-- THE INPUT follows --
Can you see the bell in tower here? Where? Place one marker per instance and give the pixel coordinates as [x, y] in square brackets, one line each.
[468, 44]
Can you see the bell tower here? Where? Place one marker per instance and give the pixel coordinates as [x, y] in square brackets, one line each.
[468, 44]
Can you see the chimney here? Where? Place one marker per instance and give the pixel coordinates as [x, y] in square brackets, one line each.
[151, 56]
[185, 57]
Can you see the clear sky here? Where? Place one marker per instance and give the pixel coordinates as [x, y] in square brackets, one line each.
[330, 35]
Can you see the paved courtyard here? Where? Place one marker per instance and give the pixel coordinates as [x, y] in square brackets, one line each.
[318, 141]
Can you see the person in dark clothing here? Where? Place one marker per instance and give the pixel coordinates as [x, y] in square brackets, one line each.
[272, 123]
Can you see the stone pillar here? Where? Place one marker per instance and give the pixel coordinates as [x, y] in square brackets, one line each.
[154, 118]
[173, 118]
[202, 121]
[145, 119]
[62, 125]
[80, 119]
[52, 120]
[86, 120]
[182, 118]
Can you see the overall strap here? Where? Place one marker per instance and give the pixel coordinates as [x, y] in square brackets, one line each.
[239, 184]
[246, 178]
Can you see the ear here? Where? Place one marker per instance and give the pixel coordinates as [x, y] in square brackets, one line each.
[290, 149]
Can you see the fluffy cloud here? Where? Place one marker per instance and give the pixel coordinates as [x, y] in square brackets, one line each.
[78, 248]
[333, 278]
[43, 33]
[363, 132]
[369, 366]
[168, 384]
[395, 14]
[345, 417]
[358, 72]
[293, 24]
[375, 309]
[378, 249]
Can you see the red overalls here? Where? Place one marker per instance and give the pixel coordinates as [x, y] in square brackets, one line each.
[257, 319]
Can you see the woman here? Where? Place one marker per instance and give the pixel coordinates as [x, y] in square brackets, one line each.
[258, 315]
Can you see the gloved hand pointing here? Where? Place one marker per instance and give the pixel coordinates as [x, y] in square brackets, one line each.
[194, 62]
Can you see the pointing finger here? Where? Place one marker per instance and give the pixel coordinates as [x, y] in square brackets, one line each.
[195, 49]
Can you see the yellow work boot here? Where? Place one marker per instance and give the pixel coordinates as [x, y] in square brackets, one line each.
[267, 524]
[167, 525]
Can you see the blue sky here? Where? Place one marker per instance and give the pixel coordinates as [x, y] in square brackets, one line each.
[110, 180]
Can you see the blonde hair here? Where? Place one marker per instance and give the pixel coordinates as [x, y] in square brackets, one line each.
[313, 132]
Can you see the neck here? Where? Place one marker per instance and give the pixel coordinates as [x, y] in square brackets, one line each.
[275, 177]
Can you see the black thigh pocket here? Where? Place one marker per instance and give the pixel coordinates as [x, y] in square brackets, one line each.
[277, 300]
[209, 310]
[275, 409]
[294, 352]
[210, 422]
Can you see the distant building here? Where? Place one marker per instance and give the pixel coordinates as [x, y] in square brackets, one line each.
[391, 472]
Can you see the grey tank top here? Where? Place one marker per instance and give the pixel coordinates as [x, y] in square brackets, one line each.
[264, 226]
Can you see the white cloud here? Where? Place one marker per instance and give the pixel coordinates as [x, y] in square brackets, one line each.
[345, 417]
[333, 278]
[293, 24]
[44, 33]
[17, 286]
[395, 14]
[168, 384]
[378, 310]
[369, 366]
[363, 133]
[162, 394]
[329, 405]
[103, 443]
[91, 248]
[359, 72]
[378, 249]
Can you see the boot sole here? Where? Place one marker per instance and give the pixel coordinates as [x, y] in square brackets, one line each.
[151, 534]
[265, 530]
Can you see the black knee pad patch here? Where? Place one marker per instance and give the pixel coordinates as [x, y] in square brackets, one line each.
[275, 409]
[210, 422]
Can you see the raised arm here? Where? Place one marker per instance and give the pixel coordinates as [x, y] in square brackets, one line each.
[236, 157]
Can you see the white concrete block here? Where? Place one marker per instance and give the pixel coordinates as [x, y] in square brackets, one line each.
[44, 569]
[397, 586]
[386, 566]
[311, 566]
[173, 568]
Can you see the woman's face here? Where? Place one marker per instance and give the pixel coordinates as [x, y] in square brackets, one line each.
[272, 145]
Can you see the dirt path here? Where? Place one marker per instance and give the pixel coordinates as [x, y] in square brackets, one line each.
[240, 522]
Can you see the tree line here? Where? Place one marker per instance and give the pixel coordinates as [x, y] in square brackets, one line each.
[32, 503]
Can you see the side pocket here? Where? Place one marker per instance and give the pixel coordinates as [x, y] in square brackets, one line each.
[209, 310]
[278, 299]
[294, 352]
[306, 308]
-- THE INPUT concluded --
PROMPT
Restate word for word each line of the data from the one with "Can you see the dirt" to the last, keeping both ends.

SOLVED EXERCISE
Can you see the dirt path here? Where? Place one marker per instance and give the pixel coordinates as [x, y] in square brackets, one line each.
[240, 522]
Can you see the tree line here? Where? Place one marker per instance and give the pixel coordinates as [x, y] in square brackets, one line each.
[32, 503]
Can you see the side pocket here? Where? Place one marker per instance and give the pixel coordinates as [x, y] in square brackets, one line each.
[209, 310]
[278, 299]
[294, 352]
[306, 308]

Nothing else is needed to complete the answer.